## STATED GOAL A
Please pull out every line of the listing below that contains the string "terracotta". Case counts.

# KBS Tour C-Taper (Stiff) vs True Temper S300



## One Planer (Mar 12, 2014)

Anyone of you knowledgeable folk have any experience with these shafts?

Just curious as to how these two shafts were to compare if played side by side?


Would there be a marked difference in spin, launch, playing profile (One stiffer than he other) etc?

Thanks in advance :thup:


----------



## Foxholer (Mar 12, 2014)

I've played S300 in a couple of sets (MP30, CB201) and KBS Tours in another (V-Muscles).

C-Tapers may/may not have felt better for me, but they hadn't been released at that stage - and are just a bit more of a 'hitter's' shaft from what I understand. I've had a couple of hits with with a soft X that actually felt better (less harsh) than PX5.5.

I would think the C-Tapers (which are much prettier!) would have a marginal lower flight than S300.  Certainly meant to be a tad lower than the Tours, which seemed about the same as S300 - though they all seem to go mid-high for me! Spin meant to be low-ish too. There's a KBS chart about that shows their offerings pretty well.

Only real way to sort it out is to audition them - as feel is very personal.

S300 is Butt soft, tip stiff. KBS tend to be Butt stiff, tip soft. Tours more so than the C-Tapers I believe.


----------



## the_coach (Mar 12, 2014)

Have the c-tapers (S) in my new Apex Pro's, but before had had them put into my old MP 33's too.

The c-tapers are quite some lower launch than the S300's and so lower spin too. My experience of the S300's is it's a mid launch shaft really in comparison. 

You'd have to try them to see if you have the SS & shaft load profile to see if they would work for you.

## Dataset excerpt
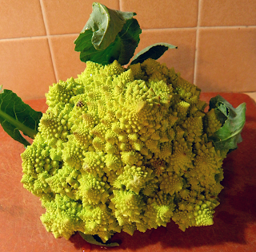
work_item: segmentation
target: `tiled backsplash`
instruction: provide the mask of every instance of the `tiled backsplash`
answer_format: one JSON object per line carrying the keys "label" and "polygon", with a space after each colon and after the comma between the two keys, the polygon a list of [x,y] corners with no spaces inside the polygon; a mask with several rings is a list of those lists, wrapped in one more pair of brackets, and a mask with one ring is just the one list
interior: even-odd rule
{"label": "tiled backsplash", "polygon": [[[83,71],[74,40],[93,2],[0,0],[0,85],[25,100],[42,98],[50,85]],[[99,2],[137,13],[135,53],[170,43],[178,48],[159,61],[203,92],[256,92],[256,0]]]}

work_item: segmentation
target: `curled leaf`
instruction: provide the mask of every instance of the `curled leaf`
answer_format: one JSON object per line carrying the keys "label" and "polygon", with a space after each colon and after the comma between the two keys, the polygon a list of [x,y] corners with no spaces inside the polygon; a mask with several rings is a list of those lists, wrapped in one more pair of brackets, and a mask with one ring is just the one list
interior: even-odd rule
{"label": "curled leaf", "polygon": [[210,110],[214,108],[222,127],[210,137],[215,148],[231,152],[242,142],[241,132],[246,123],[246,103],[234,108],[221,96],[210,100]]}
{"label": "curled leaf", "polygon": [[42,116],[41,112],[34,111],[14,93],[0,87],[0,124],[14,140],[30,145],[20,132],[34,139]]}
{"label": "curled leaf", "polygon": [[137,53],[130,65],[142,63],[148,58],[154,60],[158,59],[166,50],[169,49],[177,49],[178,47],[168,43],[156,43],[150,46],[146,47]]}
{"label": "curled leaf", "polygon": [[142,32],[134,15],[94,2],[90,18],[74,41],[81,61],[106,65],[117,60],[121,65],[127,64]]}

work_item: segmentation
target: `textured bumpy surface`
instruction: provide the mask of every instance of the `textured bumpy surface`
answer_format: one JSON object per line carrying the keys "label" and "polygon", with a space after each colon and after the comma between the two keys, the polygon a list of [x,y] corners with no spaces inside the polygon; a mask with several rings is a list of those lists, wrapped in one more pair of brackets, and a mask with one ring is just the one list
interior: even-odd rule
{"label": "textured bumpy surface", "polygon": [[208,140],[221,126],[200,90],[154,60],[88,61],[59,81],[32,145],[22,154],[24,187],[46,209],[56,238],[76,230],[103,242],[123,230],[213,224],[222,160]]}

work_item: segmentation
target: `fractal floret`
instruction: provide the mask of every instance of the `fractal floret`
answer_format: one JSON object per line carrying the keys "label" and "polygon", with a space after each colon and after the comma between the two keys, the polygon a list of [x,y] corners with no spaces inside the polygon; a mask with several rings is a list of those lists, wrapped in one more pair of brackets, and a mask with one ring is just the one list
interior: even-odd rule
{"label": "fractal floret", "polygon": [[75,231],[105,242],[121,230],[213,224],[222,127],[200,89],[157,61],[124,68],[86,62],[46,94],[47,111],[22,154],[24,187],[40,197],[55,238]]}

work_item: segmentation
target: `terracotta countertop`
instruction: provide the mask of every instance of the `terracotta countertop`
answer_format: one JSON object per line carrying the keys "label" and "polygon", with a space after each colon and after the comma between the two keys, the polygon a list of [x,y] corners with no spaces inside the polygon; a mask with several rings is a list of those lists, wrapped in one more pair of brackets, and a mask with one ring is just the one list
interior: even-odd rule
{"label": "terracotta countertop", "polygon": [[[201,99],[209,101],[215,95],[202,93]],[[213,226],[182,232],[171,222],[146,233],[135,231],[134,236],[122,232],[112,238],[122,240],[121,246],[107,249],[90,246],[78,234],[69,241],[55,239],[39,219],[45,211],[39,199],[20,183],[24,148],[0,127],[0,251],[256,251],[256,104],[246,94],[221,95],[234,107],[246,103],[246,123],[243,141],[224,160],[224,189]],[[26,102],[38,111],[46,109],[44,99]]]}

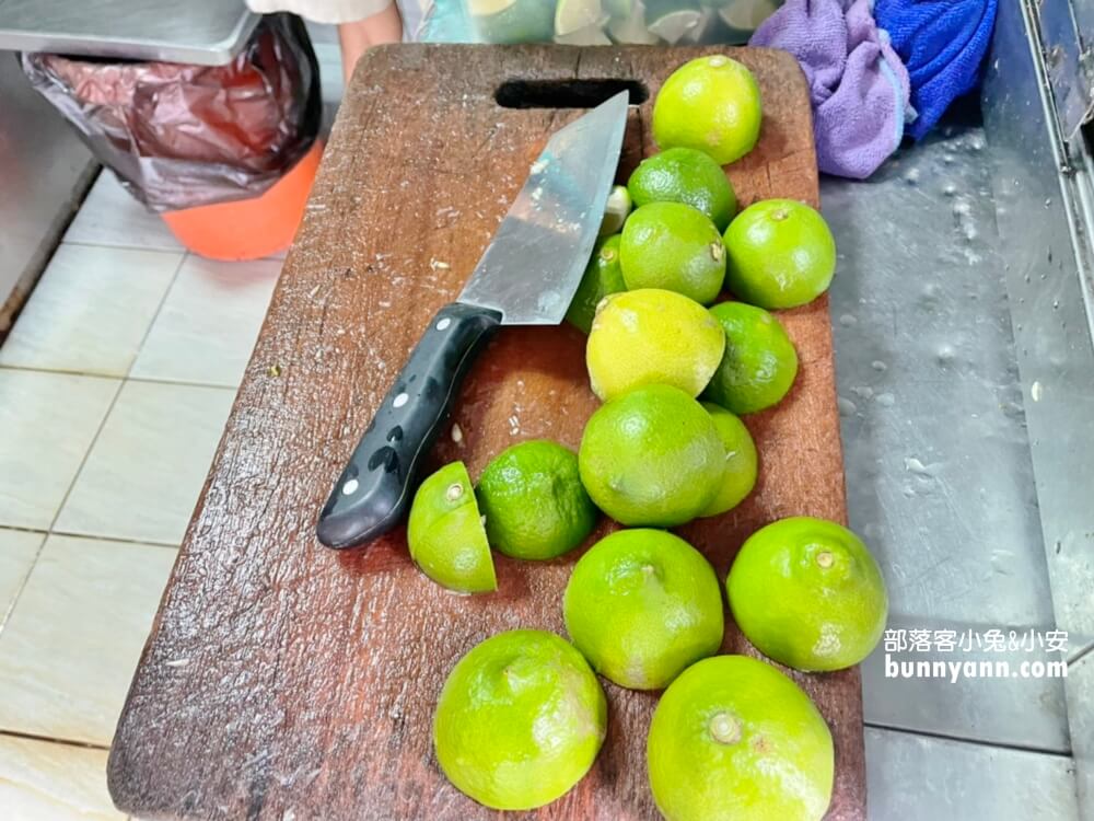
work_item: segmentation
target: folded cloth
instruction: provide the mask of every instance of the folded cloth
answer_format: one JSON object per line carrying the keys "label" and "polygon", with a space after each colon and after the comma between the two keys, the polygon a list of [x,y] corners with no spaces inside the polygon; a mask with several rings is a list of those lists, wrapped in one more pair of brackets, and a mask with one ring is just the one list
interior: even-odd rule
{"label": "folded cloth", "polygon": [[911,104],[919,113],[908,129],[917,140],[956,97],[980,80],[991,44],[998,0],[877,0],[874,16],[908,67]]}
{"label": "folded cloth", "polygon": [[801,63],[821,171],[864,180],[899,147],[915,116],[908,72],[870,0],[787,0],[749,45],[781,48]]}

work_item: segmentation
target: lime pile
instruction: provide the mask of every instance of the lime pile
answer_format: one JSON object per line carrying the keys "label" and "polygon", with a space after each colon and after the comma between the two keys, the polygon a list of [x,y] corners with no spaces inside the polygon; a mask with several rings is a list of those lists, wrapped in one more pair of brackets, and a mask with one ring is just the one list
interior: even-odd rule
{"label": "lime pile", "polygon": [[581,780],[606,726],[604,691],[572,645],[554,633],[510,631],[449,673],[433,749],[465,795],[493,809],[529,810]]}
{"label": "lime pile", "polygon": [[573,567],[562,613],[593,669],[632,690],[661,690],[722,646],[714,569],[661,530],[620,530],[597,542]]}
{"label": "lime pile", "polygon": [[[687,38],[730,9],[570,0],[542,4],[548,23],[532,5],[481,0],[473,12],[509,36],[549,25],[567,42],[600,42],[605,31],[640,39],[640,28]],[[799,370],[793,317],[769,311],[817,298],[835,270],[831,234],[807,205],[770,199],[737,212],[722,165],[753,150],[761,124],[759,88],[736,60],[700,57],[665,81],[653,109],[663,152],[613,192],[567,314],[587,334],[590,388],[603,403],[577,452],[520,442],[477,485],[455,462],[415,498],[411,557],[463,593],[497,589],[491,548],[557,559],[590,539],[602,511],[624,528],[573,565],[560,602],[572,645],[542,631],[502,633],[449,674],[437,759],[487,807],[540,807],[589,772],[607,725],[598,673],[621,687],[664,689],[647,759],[670,821],[817,821],[827,811],[825,719],[773,664],[717,655],[722,591],[760,652],[823,674],[859,663],[882,635],[876,563],[846,528],[798,517],[754,533],[720,583],[698,550],[663,530],[733,516],[763,486],[749,427],[764,421],[748,415],[779,413]],[[736,301],[721,298],[723,287]]]}
{"label": "lime pile", "polygon": [[746,656],[706,659],[672,683],[645,758],[670,821],[819,821],[831,799],[824,718],[793,681]]}

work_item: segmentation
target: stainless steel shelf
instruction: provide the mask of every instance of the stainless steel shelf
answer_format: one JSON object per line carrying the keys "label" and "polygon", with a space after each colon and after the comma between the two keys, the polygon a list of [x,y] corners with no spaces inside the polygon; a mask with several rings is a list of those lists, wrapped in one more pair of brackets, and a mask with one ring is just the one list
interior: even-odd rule
{"label": "stainless steel shelf", "polygon": [[0,0],[0,49],[220,66],[258,19],[242,0]]}

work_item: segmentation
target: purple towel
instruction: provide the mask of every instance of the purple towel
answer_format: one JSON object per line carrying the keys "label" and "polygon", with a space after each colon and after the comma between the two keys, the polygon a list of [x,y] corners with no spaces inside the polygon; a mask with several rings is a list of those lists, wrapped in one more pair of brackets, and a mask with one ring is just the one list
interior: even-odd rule
{"label": "purple towel", "polygon": [[749,45],[790,51],[805,72],[821,171],[864,180],[900,144],[908,72],[870,0],[787,0]]}

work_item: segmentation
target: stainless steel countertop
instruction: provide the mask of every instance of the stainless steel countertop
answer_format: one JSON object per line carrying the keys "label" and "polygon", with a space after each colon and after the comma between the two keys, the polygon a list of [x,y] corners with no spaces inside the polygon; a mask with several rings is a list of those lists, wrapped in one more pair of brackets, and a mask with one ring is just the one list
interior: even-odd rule
{"label": "stainless steel countertop", "polygon": [[[866,183],[822,182],[849,516],[891,627],[1056,625],[989,154],[948,127]],[[888,679],[883,649],[863,664],[871,818],[1081,818],[1063,680]]]}
{"label": "stainless steel countertop", "polygon": [[220,66],[258,19],[242,0],[0,0],[0,49]]}

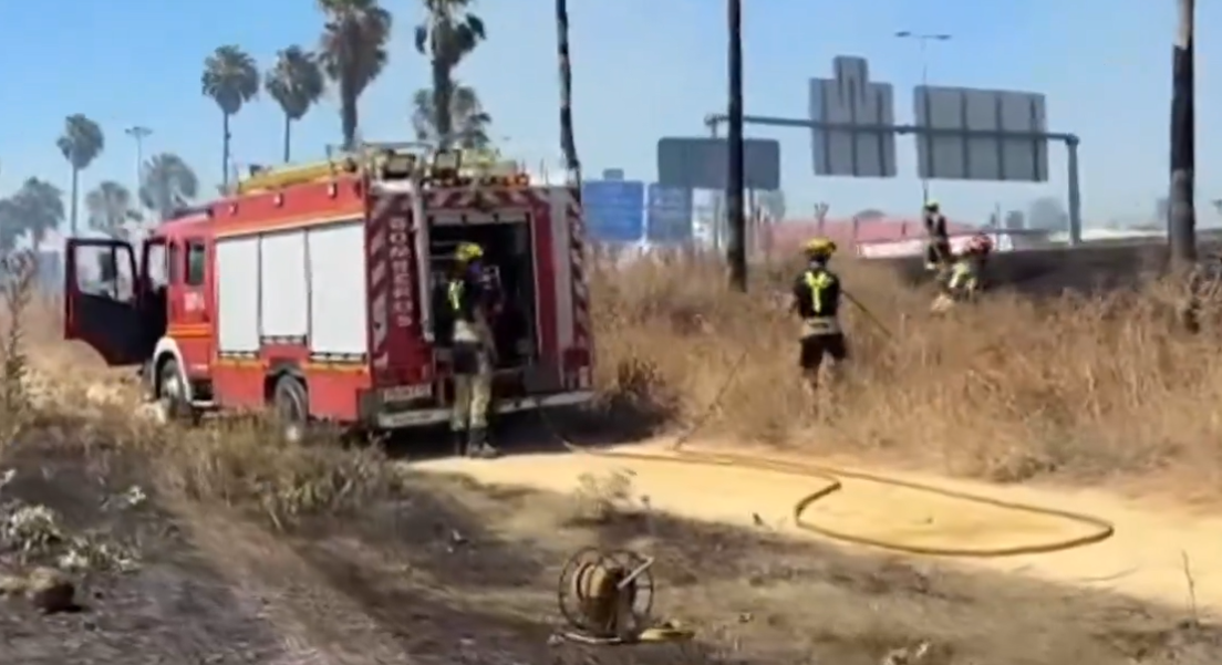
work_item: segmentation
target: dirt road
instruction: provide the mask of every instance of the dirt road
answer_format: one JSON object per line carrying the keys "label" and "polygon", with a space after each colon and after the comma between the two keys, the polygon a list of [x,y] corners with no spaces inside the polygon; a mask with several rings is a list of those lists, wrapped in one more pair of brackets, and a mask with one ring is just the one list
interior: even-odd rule
{"label": "dirt road", "polygon": [[[646,498],[644,500],[656,510],[804,537],[813,535],[794,523],[794,505],[831,483],[826,478],[733,466],[626,460],[617,458],[617,452],[673,457],[664,443],[657,443],[626,446],[599,456],[522,455],[491,462],[446,458],[412,466],[423,471],[463,473],[484,483],[561,493],[578,489],[583,476],[598,478],[620,473],[631,478],[631,494],[637,500]],[[879,473],[879,469],[870,471]],[[1096,491],[996,487],[898,472],[884,476],[993,501],[1073,511],[1114,526],[1110,538],[1090,545],[1045,554],[948,557],[954,564],[1110,589],[1183,606],[1189,601],[1187,560],[1200,610],[1222,614],[1222,572],[1213,566],[1222,556],[1222,520],[1155,512],[1134,501]],[[841,479],[840,491],[819,499],[804,511],[805,522],[899,546],[963,549],[978,554],[1022,546],[1053,549],[1058,543],[1089,538],[1095,529],[1063,516],[948,498],[885,482]]]}

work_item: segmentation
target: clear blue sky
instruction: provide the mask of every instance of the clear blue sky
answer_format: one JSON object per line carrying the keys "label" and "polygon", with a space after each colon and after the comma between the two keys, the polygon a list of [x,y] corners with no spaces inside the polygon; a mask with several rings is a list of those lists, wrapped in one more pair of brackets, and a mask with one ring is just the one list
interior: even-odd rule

## STATED GOAL B
Resume the golf shaft forum thread above from the point where it stops.

## OUTPUT A
target: `terracotta countertop`
instruction: provide the mask of every instance of the `terracotta countertop`
{"label": "terracotta countertop", "polygon": [[[201,99],[209,101],[215,95],[202,93]],[[213,226],[182,232],[171,222],[146,233],[135,231],[134,236],[122,232],[112,238],[122,240],[121,246],[107,249],[90,246],[78,234],[69,241],[55,239],[39,219],[45,211],[39,199],[20,183],[24,148],[0,127],[0,251],[256,251],[256,104],[246,94],[221,95],[234,107],[246,103],[246,123],[243,141],[224,160],[224,189]],[[26,102],[38,111],[46,109],[44,99]]]}

## OUTPUT B
Would strongly advise testing this out on LM to get whether you'd still get distance, peak height & descent angle you'd want.

Through use would say the c-tapers therefore some degree stiffer, great shaft though, very stable.


----------



## mab (Mar 13, 2014)

C-Tapers frequency around half way between S300 and X100; they also launch lower and spin less than the S300.

You'd require a decent swing speed and transition to really benefit from the C-Taper in stiff flex; they're definitely big boys shafts.  Also, if you've played the prolific KBS Tour and appreciated the smooth feel, don't expect the C-Taper to have quite the same... they're slighly harsher in that regard.


----------



## Ethan (Mar 13, 2014)

I have C tapers (stiff) in a set of X Hot Pros and have also demoed them in Mizuno MP-54s and MP-4s. They have a reputation for being pretty stout, but I love them. They are the straightest and probably longest shafts I have ever hit. Now the XHP design contributes to it with a springy face and jacked up lofts, but they were also longer than PX, TT DG and standard KBS in the Mizunos too. 

They feel very different to TT DG. They feel quite light at first,  perhaps because they don't have counterbalancing like KBS Tours, and they feel a little dull with less feedback than KBS Tour, and they do launch lowish but the ball just wants to go straight. My current favourite shaft, although the KBS Tour V is worth a look too. 

As with all shafts, people vary and feel is important, so if you are in the market for TT DG or PX 5.5 or 6, give them a try.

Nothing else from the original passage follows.